---------- Records to use ----------

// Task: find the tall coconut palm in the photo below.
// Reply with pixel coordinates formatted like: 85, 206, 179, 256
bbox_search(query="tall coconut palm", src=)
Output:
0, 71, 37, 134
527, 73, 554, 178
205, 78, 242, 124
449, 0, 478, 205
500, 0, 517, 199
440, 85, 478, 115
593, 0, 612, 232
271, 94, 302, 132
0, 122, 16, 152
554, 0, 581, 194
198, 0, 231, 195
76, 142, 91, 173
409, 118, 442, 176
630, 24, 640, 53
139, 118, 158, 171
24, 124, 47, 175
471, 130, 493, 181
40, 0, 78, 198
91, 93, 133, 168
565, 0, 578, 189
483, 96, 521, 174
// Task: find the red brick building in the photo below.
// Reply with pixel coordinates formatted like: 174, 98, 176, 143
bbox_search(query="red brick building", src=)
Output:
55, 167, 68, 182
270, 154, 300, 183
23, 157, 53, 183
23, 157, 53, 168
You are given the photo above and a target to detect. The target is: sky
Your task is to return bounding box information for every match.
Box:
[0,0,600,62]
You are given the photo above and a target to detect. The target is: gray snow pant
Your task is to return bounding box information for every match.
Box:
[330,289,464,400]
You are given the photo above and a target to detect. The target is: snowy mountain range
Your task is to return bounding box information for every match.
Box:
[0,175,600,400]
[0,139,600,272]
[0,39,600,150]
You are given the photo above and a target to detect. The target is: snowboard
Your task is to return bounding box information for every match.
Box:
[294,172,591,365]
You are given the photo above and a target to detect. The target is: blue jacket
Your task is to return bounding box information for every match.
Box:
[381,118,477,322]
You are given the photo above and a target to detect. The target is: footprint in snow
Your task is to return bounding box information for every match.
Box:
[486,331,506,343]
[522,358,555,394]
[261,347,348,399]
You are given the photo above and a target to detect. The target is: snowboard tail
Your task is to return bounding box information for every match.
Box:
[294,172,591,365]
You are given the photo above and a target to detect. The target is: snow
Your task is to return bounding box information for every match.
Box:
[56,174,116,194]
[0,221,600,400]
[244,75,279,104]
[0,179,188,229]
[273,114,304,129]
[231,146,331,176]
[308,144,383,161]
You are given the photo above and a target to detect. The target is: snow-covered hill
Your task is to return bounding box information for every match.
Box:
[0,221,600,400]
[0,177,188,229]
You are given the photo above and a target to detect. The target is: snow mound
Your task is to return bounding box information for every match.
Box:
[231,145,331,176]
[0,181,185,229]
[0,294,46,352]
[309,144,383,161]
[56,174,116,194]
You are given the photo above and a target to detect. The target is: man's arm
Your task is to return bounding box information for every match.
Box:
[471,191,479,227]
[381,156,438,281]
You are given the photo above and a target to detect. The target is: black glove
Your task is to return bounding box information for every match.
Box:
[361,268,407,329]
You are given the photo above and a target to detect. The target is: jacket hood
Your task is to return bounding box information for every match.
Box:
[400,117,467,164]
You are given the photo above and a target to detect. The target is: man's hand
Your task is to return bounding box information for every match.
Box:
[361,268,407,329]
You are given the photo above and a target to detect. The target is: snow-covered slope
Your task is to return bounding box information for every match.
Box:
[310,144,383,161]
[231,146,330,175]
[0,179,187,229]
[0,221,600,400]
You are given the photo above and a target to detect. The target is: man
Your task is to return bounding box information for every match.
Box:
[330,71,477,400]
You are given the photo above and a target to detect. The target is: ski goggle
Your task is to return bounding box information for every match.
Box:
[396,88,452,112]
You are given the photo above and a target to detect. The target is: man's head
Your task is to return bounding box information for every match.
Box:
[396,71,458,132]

----------

Convert the stretch of records above, from the line containing "gray snow pant" through the line containing "[0,39,600,150]", into a two-column CSV with the headers prompt_text and box_output. Give one row per record, and put its text and its answer each in a single quoted field with line breaks replaced by spaces.

> **Completed exercise**
prompt_text,box_output
"You are given the photo above and a target to detect. The target is: gray snow pant Your task is to return bounding box information for every match. Box:","[330,289,464,400]"
"You are given the photo above and a target to detect. The target is: snowy mountain range Your task is to return bounding box information for every match. Box:","[0,175,600,400] [0,139,600,272] [0,39,600,150]"